▸ Work instruction
From the forum post about DEC field service, return the text between "DEC field service (was" and "good old days.", inclusive, copied word for word.

DEC field service (was Re: HP's not cool? (was Re: pdp-11/60 Semi-Rescue))

From: Bill Pechter <pechter_at_pechter.dyndns.org>
Date: Mon Nov 22 17:04:39 1999

Tony --
I'm starting to sound like an old fart here. Please shoot me before I
call the DEC Field Service days the good old days.

<BANG> Oops folks... that was just my wife with a .38. Before I
end up more than a quart low on B Positive...

> > Of course, repair by module swapping is most effective if you have some
> > idea of which modules it makes sense to swap, but that would require
> > expen$ive training.

DEC invested a ton on almost unlimited training if you worked hard and
had a decent manager. I took a ton of courses because I volunteered to
take any that the married folks with lived couldn't make due to
personal committments or other work issues.

>
> Module swapping makes sense in one particular case : When the
> tools/equipment to repair the old module are not availabe in the field,
> or when the module would require complex realignment after the repair. In
> that case it makes sense to swap a _known faulty_ module for a _known
> good_ one and then repair the old one later.

Of course, when you moved PDP's and Vaxes from the lab to commercial
environments when downtime is REAL MONEY the amount of time given
to troubleshoot a problem is determined by the customer who controls
field service access to the box.

We had sites that a whole controlled plant with a pair of 11/34s and the only
maintenance you could do was Christmas or Easter and downtime was
impossible to schedule until both machines flamed up.

Often small sites would run intermittant machines until 5 minutes before their
service contract would run out for the day (usually either 5 pm or
pm or midnight) and then log the DECservice call which meant DEC had to
do continous around the clock maintenance until the machine was up.

Boy the number of 4:55pm calls on Friday used to really %R$^& me off
including the one a printer at Roche medicalwhere the customer shimmed the
ribbon path with test tube lids and left scalpul blades in the LP25 when I
got sent out to work it.

The printer was obviously having problems for at least a day or so
before they finished their medical test runs -- but they waited to call
until it was completely unreadable.


>
> What _never_ makes sense (IMHO) is module-swapping as a diagnostic
> techinque -- that's to say replacing modules in the order specified by
> the service manual until the fault goes away. We've had this arguement
> before, and you'll never convince me otherwise. There are 2 main problems
> with doing this :
>
> 1) A fault elsewhere in the machine may be damaging the module. Unless
> you find _this_ fault, the new module will die soon as well. Seen it happen

True. But this one usually damages the module (on digital, not analog
signals) pretty quickly -- usually before the diag run finishes.

I rarely saw the board slowly fail due to another board.
Got any examples on DEC hardware where this happened. I'd like to hear
of it.

This is different with analog and video stuff or power supplies.

>
> 2) A marginal voltage/timing problem may confuse things. Supposing there
> are 2 modules A and B, and some signals between them. Module A develops a
> fault, so one signal is out of spec. The system falls over. The service
> manual tells you to replace B first. You do, and by chance get one that
> can accept a wider margin on this signal. The system comes up again. But
> A continues to drift, and eventually the machine falls over again.

▸ Extracted data
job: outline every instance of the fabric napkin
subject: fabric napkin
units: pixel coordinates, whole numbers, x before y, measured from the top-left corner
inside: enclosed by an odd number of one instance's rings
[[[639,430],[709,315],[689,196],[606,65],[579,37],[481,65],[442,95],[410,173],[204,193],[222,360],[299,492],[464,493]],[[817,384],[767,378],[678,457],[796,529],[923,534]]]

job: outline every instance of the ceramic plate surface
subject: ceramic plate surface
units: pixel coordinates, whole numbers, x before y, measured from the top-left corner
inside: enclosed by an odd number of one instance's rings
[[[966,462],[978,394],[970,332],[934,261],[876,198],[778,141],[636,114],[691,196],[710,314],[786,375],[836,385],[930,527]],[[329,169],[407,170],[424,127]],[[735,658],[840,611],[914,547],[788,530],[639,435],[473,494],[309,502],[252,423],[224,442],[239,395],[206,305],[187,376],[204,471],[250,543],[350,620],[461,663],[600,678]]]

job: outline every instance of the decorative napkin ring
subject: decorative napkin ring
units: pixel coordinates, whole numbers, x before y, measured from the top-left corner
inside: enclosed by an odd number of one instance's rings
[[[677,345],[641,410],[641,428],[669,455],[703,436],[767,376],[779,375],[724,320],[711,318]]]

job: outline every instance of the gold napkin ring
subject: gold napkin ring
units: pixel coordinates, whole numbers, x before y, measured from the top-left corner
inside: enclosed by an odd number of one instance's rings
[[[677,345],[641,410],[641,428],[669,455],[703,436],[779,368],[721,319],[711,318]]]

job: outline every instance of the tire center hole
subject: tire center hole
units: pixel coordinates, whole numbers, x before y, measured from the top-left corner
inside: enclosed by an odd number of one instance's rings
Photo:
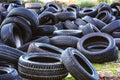
[[[7,72],[0,70],[0,75],[2,75],[2,74],[7,74]]]
[[[33,58],[29,58],[28,60],[33,61],[33,62],[40,62],[40,63],[59,62],[59,60],[57,60],[55,58],[49,58],[49,57],[33,57]]]
[[[90,73],[91,75],[93,74],[92,73],[92,70],[90,69],[90,67],[88,66],[88,64],[82,59],[80,58],[78,55],[74,54],[75,58],[77,59],[77,61],[80,63],[80,65],[88,72]]]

▸ Task output
DEC field service (was Re: HP's not cool? (was Re: pdp-11/60 Semi-Rescue))

From: Bill Pechter <pechter_at_pechter.dyndns.org>
Date: Mon Nov 22 17:04:39 1999

Tony --
I'm starting to sound like an old fart here. Please shoot me before I
call the DEC Field Service days the good old days.